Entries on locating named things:
— BEGIN —
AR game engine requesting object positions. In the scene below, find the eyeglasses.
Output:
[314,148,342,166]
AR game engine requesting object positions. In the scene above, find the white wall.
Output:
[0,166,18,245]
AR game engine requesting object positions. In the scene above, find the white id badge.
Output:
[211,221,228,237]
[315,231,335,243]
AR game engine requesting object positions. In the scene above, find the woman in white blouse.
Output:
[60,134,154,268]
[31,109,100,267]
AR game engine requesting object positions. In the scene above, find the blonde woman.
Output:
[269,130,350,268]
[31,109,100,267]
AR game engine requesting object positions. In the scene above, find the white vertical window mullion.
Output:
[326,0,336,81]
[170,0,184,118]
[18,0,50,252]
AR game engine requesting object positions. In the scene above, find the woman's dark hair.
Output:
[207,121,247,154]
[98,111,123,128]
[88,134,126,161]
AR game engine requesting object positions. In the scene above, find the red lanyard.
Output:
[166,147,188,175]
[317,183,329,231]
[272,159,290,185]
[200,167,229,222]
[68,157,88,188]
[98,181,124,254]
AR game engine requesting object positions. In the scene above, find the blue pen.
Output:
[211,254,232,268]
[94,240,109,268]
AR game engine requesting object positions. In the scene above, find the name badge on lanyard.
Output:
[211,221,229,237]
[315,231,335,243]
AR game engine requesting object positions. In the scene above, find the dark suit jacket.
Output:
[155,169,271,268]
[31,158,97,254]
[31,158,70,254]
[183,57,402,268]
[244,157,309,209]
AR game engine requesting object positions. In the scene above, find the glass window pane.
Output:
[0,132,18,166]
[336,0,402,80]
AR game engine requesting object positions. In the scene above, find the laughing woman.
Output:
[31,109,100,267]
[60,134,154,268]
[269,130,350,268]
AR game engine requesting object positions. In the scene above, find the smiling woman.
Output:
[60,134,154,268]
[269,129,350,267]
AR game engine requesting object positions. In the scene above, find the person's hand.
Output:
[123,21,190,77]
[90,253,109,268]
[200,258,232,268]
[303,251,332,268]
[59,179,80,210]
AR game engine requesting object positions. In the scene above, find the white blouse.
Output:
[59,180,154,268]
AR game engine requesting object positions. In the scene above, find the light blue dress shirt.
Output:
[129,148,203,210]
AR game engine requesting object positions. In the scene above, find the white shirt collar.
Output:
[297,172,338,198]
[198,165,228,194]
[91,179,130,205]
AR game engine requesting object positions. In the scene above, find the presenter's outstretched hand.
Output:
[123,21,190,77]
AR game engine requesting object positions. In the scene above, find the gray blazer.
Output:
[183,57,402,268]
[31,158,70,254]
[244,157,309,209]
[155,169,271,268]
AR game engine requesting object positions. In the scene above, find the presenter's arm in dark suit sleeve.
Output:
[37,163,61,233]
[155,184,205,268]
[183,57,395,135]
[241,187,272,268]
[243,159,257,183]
— END —
TASK TO COMPLETE:
Copy the lines above word for word.

ANSWER TO THE EXERCISE:
AR game engine requesting object positions. In the scene below, find the eyeglasses.
Output:
[314,148,342,166]
AR game engine requesting object positions. In the scene above, find the white wall.
Output:
[0,166,18,245]
AR game engine requesting object positions. In the scene above, find the white id badge.
Output:
[211,221,228,237]
[315,231,335,243]
AR game engine requesting object positions. In the scene above, find the woman in white blouse.
Output:
[60,134,154,268]
[31,109,100,267]
AR game engine requesting object positions. In the scene above, find the blonde woman.
Output:
[269,130,350,268]
[31,109,100,267]
AR game engine requesting object positions. In the scene above, find the white vertical window mullion.
Output:
[326,0,336,81]
[170,0,184,118]
[18,0,50,252]
AR game engine requesting object positions. In the scene above, find the woman's dark hair.
Output:
[207,121,247,154]
[98,111,123,128]
[88,134,126,161]
AR game engine requesting object positions. In the scene above, find the red lanyard.
Output:
[166,147,188,175]
[317,183,329,231]
[272,159,290,185]
[200,167,229,222]
[68,157,88,188]
[98,181,124,254]
AR game engine requesting object positions. In the scene above, find the blue pen.
Output:
[211,254,232,268]
[94,240,109,268]
AR game engine requesting object positions. In the scene above, find the name badge on lanyard.
Output:
[211,221,229,237]
[315,231,335,243]
AR game engine requesting object positions. In the scene above, find the dark suit jacket.
Output:
[155,169,271,268]
[31,158,97,254]
[31,158,70,254]
[183,57,402,268]
[244,157,309,209]
AR game engine requesting object positions. In the scene above, find the glass window pane.
Output:
[0,132,18,166]
[336,0,402,80]
AR game engine requesting object positions. In the scene above, find the laughing woman.
Output:
[31,109,100,267]
[60,134,154,268]
[269,130,350,268]
AR game engine requesting object positions. In the scene above, find the smiling woman.
Output:
[60,134,154,268]
[269,129,350,267]
AR game engine requesting object positions. In the scene above, find the person's hand.
Output:
[123,21,190,77]
[90,253,109,268]
[200,258,232,268]
[303,251,332,268]
[59,179,80,210]
AR game engine requesting object positions. In the scene above, find the white blouse.
Output:
[59,180,154,268]
AR game engine requesting object positions. In the scene above, find the light blue dress shirt.
Output:
[129,148,203,210]
AR game engine requesting object positions. In the scene above, find the white shirt collar.
Output:
[297,172,338,198]
[198,165,228,194]
[91,179,130,205]
AR game engine requesting object positions. In the scene above, find the presenter's outstretched hand.
Output:
[123,21,190,77]
AR game engine requesting object positions. In the scene above, find the gray blazer.
Output:
[183,57,402,268]
[31,158,70,254]
[244,157,309,209]
[155,169,271,268]
AR game engine requesting object positions. In the scene above, find the presenter's arm in dark suit sleeve.
Output:
[37,163,61,233]
[155,184,205,268]
[183,57,395,135]
[241,187,272,268]
[243,159,257,183]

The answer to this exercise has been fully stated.